- [TASK INSTRUCTIONS]: Your task is to transcribe all of the data below exactly, omitting the images.

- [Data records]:
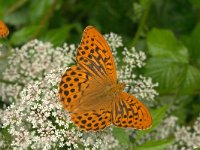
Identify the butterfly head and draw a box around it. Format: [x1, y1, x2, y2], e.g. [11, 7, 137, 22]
[118, 82, 126, 90]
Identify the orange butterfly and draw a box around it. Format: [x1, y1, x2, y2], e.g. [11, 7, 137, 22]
[0, 20, 9, 38]
[59, 26, 152, 131]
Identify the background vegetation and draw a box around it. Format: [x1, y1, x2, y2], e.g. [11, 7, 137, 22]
[0, 0, 200, 149]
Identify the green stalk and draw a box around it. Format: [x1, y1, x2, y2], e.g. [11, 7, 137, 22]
[132, 0, 152, 46]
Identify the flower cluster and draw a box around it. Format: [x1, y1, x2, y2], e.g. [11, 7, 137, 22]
[155, 116, 178, 139]
[168, 114, 200, 150]
[0, 40, 76, 103]
[135, 115, 178, 146]
[105, 33, 158, 101]
[138, 114, 200, 150]
[104, 32, 123, 50]
[116, 47, 158, 101]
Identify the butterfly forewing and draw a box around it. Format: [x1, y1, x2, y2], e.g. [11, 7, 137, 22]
[0, 20, 9, 38]
[112, 92, 152, 130]
[76, 26, 117, 83]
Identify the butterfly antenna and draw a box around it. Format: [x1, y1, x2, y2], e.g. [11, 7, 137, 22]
[125, 84, 132, 93]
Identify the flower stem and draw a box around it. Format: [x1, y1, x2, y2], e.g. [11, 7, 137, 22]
[0, 79, 24, 86]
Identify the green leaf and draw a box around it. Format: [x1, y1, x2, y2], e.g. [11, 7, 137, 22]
[145, 57, 200, 94]
[41, 25, 73, 46]
[189, 23, 200, 66]
[139, 0, 150, 7]
[10, 25, 40, 45]
[147, 28, 200, 94]
[180, 65, 200, 93]
[0, 0, 17, 17]
[151, 106, 168, 130]
[29, 0, 52, 24]
[147, 29, 189, 63]
[145, 57, 187, 93]
[135, 139, 174, 150]
[4, 9, 28, 26]
[190, 0, 200, 9]
[112, 127, 129, 146]
[135, 106, 168, 141]
[0, 127, 12, 145]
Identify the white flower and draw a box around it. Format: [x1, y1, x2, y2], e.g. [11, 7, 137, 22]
[112, 46, 158, 102]
[104, 33, 123, 50]
[155, 116, 178, 139]
[166, 114, 200, 150]
[131, 75, 159, 101]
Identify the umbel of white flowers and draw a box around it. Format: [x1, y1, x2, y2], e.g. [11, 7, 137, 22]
[0, 32, 158, 149]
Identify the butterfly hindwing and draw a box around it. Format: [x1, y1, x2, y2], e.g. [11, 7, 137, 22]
[71, 109, 111, 131]
[112, 92, 152, 130]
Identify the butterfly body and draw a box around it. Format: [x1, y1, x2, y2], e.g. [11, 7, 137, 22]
[59, 26, 152, 131]
[104, 82, 125, 96]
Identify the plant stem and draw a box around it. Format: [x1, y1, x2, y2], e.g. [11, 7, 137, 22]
[0, 79, 24, 86]
[32, 0, 58, 38]
[132, 0, 152, 46]
[4, 0, 28, 16]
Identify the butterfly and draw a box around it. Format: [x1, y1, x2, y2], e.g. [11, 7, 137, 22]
[0, 20, 9, 38]
[59, 26, 152, 131]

- [ANSWER TO THE PROBLEM]:
Identify the butterfly head and draw a box around it. Format: [x1, y1, x2, y2], e.g. [11, 7, 137, 22]
[118, 82, 126, 90]
Identify the orange butterfly and draw a box around it. Format: [x1, y1, x2, y2], e.g. [11, 7, 137, 22]
[0, 20, 9, 38]
[59, 26, 152, 131]
Identify the background vegetation and draw a box around it. Format: [x1, y1, x2, y2], e.g. [11, 7, 137, 22]
[0, 0, 200, 149]
Identify the green stalk and draw a box around it. Format: [x1, y1, x2, y2], e.g. [11, 7, 137, 22]
[132, 0, 152, 46]
Identify the flower cluster and draw a box around it. Format: [x1, y1, x2, y2], e.g. [11, 7, 137, 22]
[155, 116, 178, 139]
[168, 114, 200, 150]
[0, 40, 76, 103]
[135, 115, 178, 146]
[105, 33, 158, 101]
[138, 114, 200, 150]
[104, 32, 123, 50]
[116, 47, 158, 101]
Identify the butterfly forewing and draw a box around it. Format: [x1, y1, x2, y2], e.g. [11, 7, 137, 22]
[0, 20, 9, 38]
[112, 92, 152, 130]
[76, 26, 117, 83]
Identify the butterfly antenna and draw a box around it. Format: [x1, y1, x2, y2], e.g. [11, 7, 137, 22]
[125, 84, 132, 93]
Identify the flower stem and draw a box around it. Format: [x1, y1, x2, y2], e.g. [11, 7, 137, 22]
[0, 79, 24, 86]
Identify the green leaf and draw a box around it. Format: [x1, y1, x2, y2], e.g. [11, 7, 137, 22]
[145, 57, 200, 94]
[41, 25, 73, 46]
[189, 23, 200, 66]
[139, 0, 150, 7]
[10, 25, 40, 45]
[147, 28, 200, 94]
[180, 65, 200, 93]
[0, 0, 17, 17]
[151, 106, 168, 130]
[29, 0, 52, 24]
[147, 29, 189, 63]
[145, 57, 187, 93]
[135, 139, 174, 150]
[4, 9, 28, 26]
[190, 0, 200, 9]
[112, 127, 129, 146]
[135, 106, 168, 141]
[0, 127, 12, 145]
Identify the white flower and draw a box around it. Format: [x1, y1, x2, y2], e.g. [11, 7, 137, 22]
[112, 46, 158, 102]
[104, 33, 123, 50]
[155, 116, 178, 139]
[166, 114, 200, 150]
[131, 75, 159, 101]
Identify the umbel of white flowers and draw a box around it. Format: [x1, y1, x2, y2], e.g. [11, 7, 137, 22]
[0, 32, 158, 149]
Identify the butterfly hindwing and draw a box around it. Format: [x1, y1, x2, y2], e.g. [11, 7, 137, 22]
[71, 109, 111, 131]
[112, 92, 152, 130]
Identify the butterfly body and draw a box around it. Format: [x1, y1, x2, y2], e.g. [11, 7, 137, 22]
[59, 26, 152, 131]
[104, 82, 125, 96]
Identify the plant stem and draw a box around it. Format: [x1, y1, x2, y2], e.g. [11, 7, 137, 22]
[0, 79, 24, 86]
[32, 0, 58, 38]
[132, 0, 152, 46]
[4, 0, 28, 16]
Identify the butterfly and draw a box around it. Format: [x1, y1, x2, y2], e.g. [11, 7, 137, 22]
[0, 20, 9, 38]
[59, 26, 152, 131]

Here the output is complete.